▶ **THE EXERCISE**: Repeat the material exactly as it appears.

▶ **MATERIAL SUPPLIED**:

# # #

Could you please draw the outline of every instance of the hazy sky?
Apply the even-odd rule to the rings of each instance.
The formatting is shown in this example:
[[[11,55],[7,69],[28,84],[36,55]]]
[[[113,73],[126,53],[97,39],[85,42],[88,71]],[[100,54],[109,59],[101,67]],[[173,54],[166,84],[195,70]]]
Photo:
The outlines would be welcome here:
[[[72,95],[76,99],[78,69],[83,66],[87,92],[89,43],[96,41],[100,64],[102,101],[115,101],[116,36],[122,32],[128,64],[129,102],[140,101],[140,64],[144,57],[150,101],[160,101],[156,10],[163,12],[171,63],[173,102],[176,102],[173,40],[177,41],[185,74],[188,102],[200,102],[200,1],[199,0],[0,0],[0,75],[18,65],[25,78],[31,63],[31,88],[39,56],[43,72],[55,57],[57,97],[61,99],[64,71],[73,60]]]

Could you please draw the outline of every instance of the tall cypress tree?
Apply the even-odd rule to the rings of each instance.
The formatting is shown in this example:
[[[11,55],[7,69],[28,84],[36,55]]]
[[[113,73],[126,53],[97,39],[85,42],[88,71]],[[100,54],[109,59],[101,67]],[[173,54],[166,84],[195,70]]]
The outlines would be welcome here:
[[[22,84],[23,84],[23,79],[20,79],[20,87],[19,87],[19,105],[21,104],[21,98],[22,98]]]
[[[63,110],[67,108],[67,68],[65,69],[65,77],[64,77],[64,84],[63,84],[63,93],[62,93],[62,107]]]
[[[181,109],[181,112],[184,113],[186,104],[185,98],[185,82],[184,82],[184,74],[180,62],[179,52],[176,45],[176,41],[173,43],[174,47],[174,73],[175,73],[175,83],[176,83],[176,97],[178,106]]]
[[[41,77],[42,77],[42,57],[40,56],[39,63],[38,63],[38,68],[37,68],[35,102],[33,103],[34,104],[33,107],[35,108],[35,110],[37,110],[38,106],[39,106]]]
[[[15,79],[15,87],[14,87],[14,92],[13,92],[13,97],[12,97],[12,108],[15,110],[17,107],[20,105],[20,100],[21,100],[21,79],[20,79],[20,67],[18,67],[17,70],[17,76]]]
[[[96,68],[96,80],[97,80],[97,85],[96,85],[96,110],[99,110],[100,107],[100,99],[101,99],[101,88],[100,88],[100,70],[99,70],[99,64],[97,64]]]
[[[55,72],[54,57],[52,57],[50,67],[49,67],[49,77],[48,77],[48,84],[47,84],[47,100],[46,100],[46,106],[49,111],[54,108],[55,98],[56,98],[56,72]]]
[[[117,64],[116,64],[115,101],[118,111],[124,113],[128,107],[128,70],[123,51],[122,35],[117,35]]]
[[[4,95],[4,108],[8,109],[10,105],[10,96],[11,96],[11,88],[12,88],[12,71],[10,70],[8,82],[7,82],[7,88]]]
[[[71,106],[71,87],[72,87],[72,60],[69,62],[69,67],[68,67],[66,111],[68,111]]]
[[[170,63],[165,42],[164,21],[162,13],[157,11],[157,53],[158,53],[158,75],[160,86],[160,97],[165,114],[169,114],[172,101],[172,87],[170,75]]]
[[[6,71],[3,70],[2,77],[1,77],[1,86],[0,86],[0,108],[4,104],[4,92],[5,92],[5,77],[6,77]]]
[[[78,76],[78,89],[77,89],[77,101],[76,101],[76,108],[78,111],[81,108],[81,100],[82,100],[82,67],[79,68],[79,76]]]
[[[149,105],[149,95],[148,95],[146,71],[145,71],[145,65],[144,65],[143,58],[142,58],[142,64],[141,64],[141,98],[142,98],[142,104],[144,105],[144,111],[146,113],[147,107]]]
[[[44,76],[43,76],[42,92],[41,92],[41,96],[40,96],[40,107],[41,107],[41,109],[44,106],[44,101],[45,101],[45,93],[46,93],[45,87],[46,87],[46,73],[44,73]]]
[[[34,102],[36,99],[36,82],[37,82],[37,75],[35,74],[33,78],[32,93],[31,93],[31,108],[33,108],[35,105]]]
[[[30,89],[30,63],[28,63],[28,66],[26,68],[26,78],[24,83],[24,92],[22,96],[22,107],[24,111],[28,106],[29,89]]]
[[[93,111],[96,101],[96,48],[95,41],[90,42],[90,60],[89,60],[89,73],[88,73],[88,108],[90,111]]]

# # #

▶ **REPLY**:
Could you please draw the outline of every instance of the hazy sky?
Apply the even-odd rule to the rings of each instance.
The formatting is shown in this example:
[[[11,55],[7,69],[28,84],[36,55]]]
[[[113,73],[126,53],[97,39],[85,42],[88,71]],[[100,54],[109,59],[101,67]],[[173,54],[166,84],[195,70]]]
Photo:
The outlines would be welcome here:
[[[72,95],[76,99],[78,69],[83,66],[87,92],[89,43],[96,41],[100,64],[102,101],[115,101],[116,36],[122,32],[128,64],[129,102],[140,101],[140,64],[144,57],[150,101],[160,101],[156,10],[163,12],[171,63],[173,102],[176,102],[173,40],[177,41],[185,74],[188,102],[200,102],[200,1],[199,0],[0,0],[0,75],[18,65],[25,78],[31,63],[31,88],[39,56],[43,72],[55,57],[57,97],[61,99],[64,71],[73,60]]]

Could you please draw the outline of every instance of the tall cypress tree?
Apply the even-odd rule to the rings of each instance.
The formatting is shown in this example:
[[[11,55],[7,69],[28,84],[36,55]]]
[[[113,73],[126,53],[97,39],[85,42],[88,71]],[[100,54],[109,59],[101,67]],[[173,54],[166,84],[195,70]]]
The outlines would be welcome here:
[[[22,84],[23,84],[23,79],[20,79],[20,87],[19,87],[19,105],[21,104],[21,98],[22,98]]]
[[[63,110],[67,108],[67,68],[65,69],[65,77],[64,77],[64,84],[63,84],[63,93],[62,93],[62,107]]]
[[[181,109],[181,112],[184,113],[186,104],[185,98],[185,82],[184,82],[184,74],[180,62],[179,52],[176,45],[176,41],[173,43],[174,47],[174,73],[175,73],[175,83],[176,83],[176,97],[178,106]]]
[[[41,77],[42,77],[42,57],[40,56],[39,63],[38,63],[38,68],[37,68],[35,102],[33,103],[34,104],[33,107],[35,108],[35,110],[37,110],[38,106],[39,106]]]
[[[15,79],[15,87],[14,87],[14,92],[13,92],[13,97],[12,97],[12,108],[15,110],[17,107],[20,105],[20,100],[21,100],[21,79],[20,79],[20,67],[18,67],[17,70],[17,76]]]
[[[96,68],[96,80],[97,80],[97,85],[96,85],[96,110],[99,110],[100,107],[100,99],[101,99],[101,88],[100,88],[100,70],[99,70],[99,64],[97,64]]]
[[[55,72],[54,57],[52,57],[50,67],[49,67],[49,77],[48,77],[48,84],[47,84],[47,100],[46,100],[46,106],[49,111],[54,108],[55,98],[56,98],[56,72]]]
[[[117,64],[116,64],[115,101],[118,111],[124,113],[128,107],[128,70],[123,51],[122,35],[117,35]]]
[[[4,95],[4,108],[8,109],[10,105],[10,96],[11,96],[11,88],[12,88],[12,71],[10,70],[8,82],[7,82],[7,88]]]
[[[71,106],[71,87],[72,87],[72,60],[69,62],[69,67],[68,67],[66,111],[68,111]]]
[[[170,63],[165,42],[164,21],[162,13],[157,11],[157,53],[158,53],[158,75],[160,86],[160,97],[165,114],[169,114],[172,101],[172,87],[170,75]]]
[[[6,71],[3,70],[2,77],[1,77],[1,86],[0,86],[0,108],[4,104],[4,92],[5,92],[5,77],[6,77]]]
[[[78,76],[78,89],[77,89],[77,101],[76,101],[76,108],[78,111],[81,108],[81,100],[82,100],[82,67],[79,68],[79,76]]]
[[[149,105],[149,95],[148,95],[146,71],[145,71],[145,65],[144,65],[143,58],[142,58],[142,64],[141,64],[141,98],[142,98],[142,104],[144,105],[144,111],[146,113],[147,107]]]
[[[44,76],[43,76],[42,92],[41,92],[41,96],[40,96],[40,107],[41,107],[41,109],[44,106],[44,101],[45,101],[45,93],[46,93],[45,87],[46,87],[46,73],[44,73]]]
[[[34,102],[36,99],[36,82],[37,82],[37,75],[35,74],[33,78],[32,93],[31,93],[31,108],[33,108],[35,105]]]
[[[30,89],[30,63],[28,63],[28,66],[26,68],[26,78],[24,83],[24,92],[22,96],[22,107],[24,111],[28,106],[29,89]]]
[[[93,111],[96,101],[96,48],[95,41],[90,42],[90,60],[89,60],[89,73],[88,73],[88,108],[90,111]]]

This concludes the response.